<<<<

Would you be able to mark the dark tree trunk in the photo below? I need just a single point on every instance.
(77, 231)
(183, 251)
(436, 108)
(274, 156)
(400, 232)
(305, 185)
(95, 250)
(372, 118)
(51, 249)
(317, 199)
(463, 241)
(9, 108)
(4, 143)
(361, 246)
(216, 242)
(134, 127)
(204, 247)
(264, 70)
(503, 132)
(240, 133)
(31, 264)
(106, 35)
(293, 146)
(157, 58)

>>>>

- _AIM_
Copy the lines above word for word, keeping every one of them in its original order.

- _EXERCISE ANSWER_
Would you be able to mark the dark tree trunk in the photo below? I need just a single point on every instance.
(77, 231)
(183, 251)
(436, 108)
(274, 156)
(400, 232)
(305, 185)
(95, 250)
(372, 118)
(51, 249)
(317, 199)
(463, 241)
(9, 108)
(4, 143)
(361, 246)
(216, 242)
(134, 127)
(204, 247)
(264, 70)
(503, 132)
(240, 133)
(31, 264)
(106, 35)
(293, 146)
(157, 58)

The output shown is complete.